▶ _Document text_
──────────────────────────────

Children living in the favelas, the slum housing areas, are sent to the streets of this beautiful city to beg by a mother living in poverty. Failing to bring home enough money, they are beaten daily by their mother or a man living with her. In a month or two they choose to stay with a gang that takes them in and gives them food.
Street children, menino de rua , form packs for mutual protection, especially at night when rival gangs or the police might prey upon them. Older children, some as young as eight, team up to rob tourists and unwary natives threatening the victim with a broken bottle or knife. Others beg, pick pockets, shine shoes, wash car windows, and sell cigarettes and trinkets to earn money for food and glue to sniff. Some serve as lookouts for the drug dealers; some sell drugs.
Many businessmen consider street children as blight upon the face of the earth and hire off duty policemen or ex-policemen to kill them. The going rate is about $50.00. Some have been killed in front of churches and schools. Fifty, sleeping in a park were ambushed by the police; eight were killed and others wounded. Three thousand children a year are shot to death in Brazil, others are dismembered or mutilated. Some are incinerated alive in what drug traffickers call microwaves for perhaps knowing too much about their business. Many are thought to be buried in secret cemeteries and uncounted in the official totals.

──────────────────────────────

▶ _Data lines_
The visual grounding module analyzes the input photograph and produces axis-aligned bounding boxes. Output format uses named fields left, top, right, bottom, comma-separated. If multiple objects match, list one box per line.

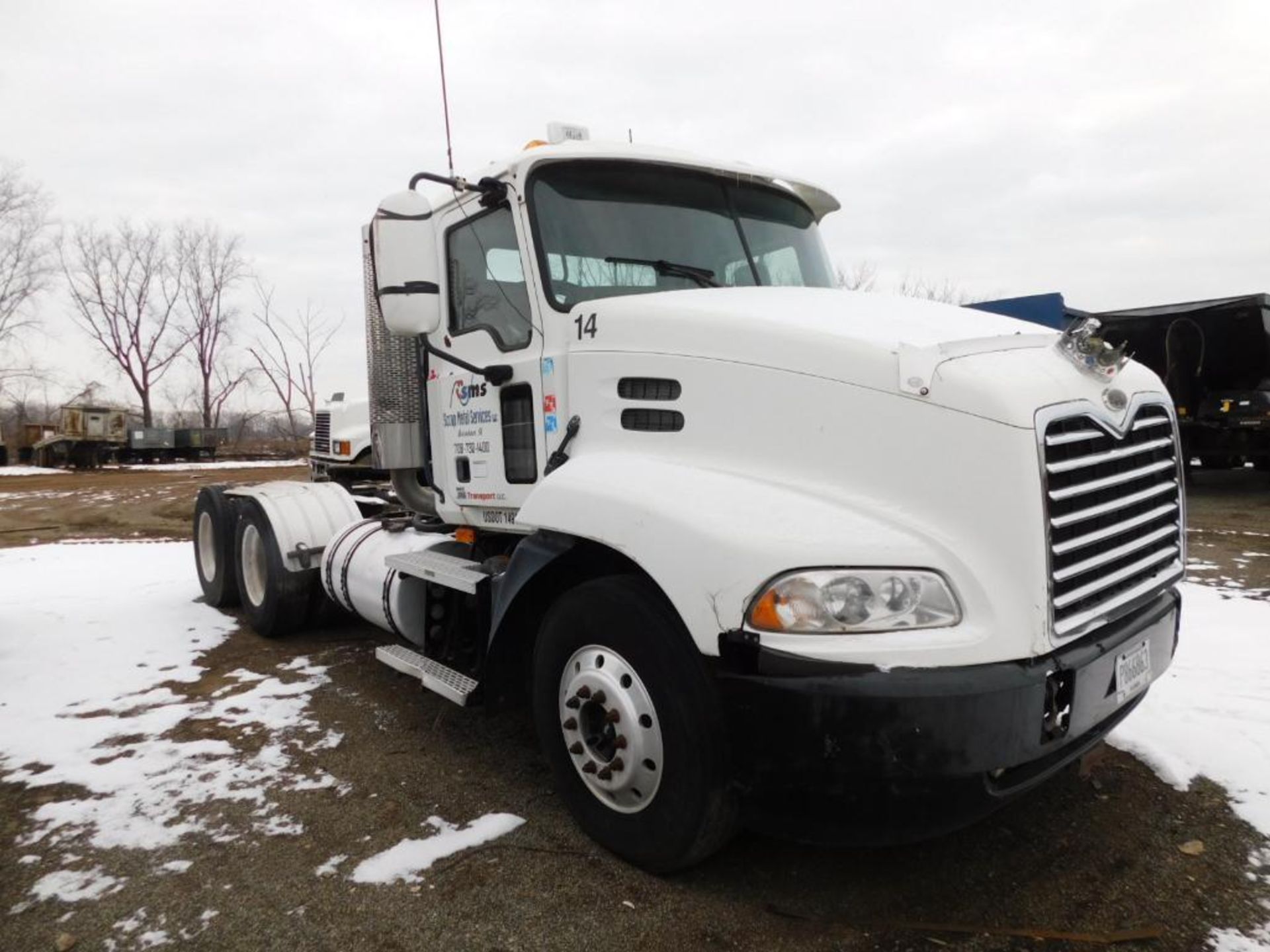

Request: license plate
left=1115, top=641, right=1151, bottom=705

──────────────────────────────

▶ _Exercises to complete_
A) Please return everything from "Children living in" down to "gives them food." in the passage on Brazil's street children, copied word for word.
B) Resume the passage on Brazil's street children, starting right after its final sentence.

▶ _Responses_
A)
Children living in the favelas, the slum housing areas, are sent to the streets of this beautiful city to beg by a mother living in poverty. Failing to bring home enough money, they are beaten daily by their mother or a man living with her. In a month or two they choose to stay with a gang that takes them in and gives them food.

B)
Street children seldom bath and wear soiled clothing they have stolen or scavenged. Most cannot read or write. Churches refuse them entrance and many “nice people” consider them cockroaches to be exterminated. There are millions of them living on the streets of Brazil.
Living by their wits, harassed by the police, hunted and killed by merchants and drug dealers, using drugs, prostituting their bodies, having poor diets and no health care, few menino de rua will live to age eighteen.
If they have lived on the streets for several years, it is difficult to rescue them. Street children are wary of anyone outside their pack; they do not trust adults and certainly not the police. Although a few churches provide meals most churches do not welcome them. The legal system is weak and provides little relief. So what can be done?
Jim Kern said, “Each child comes to us with a message from God and it is our job to help them deliver that message.” Are you listening?
In Brazil menino de rua are crying, “Help!”
In Jesus’ name we must. Each of us can pray and support those seeking to rescue them. These children are not cockroaches.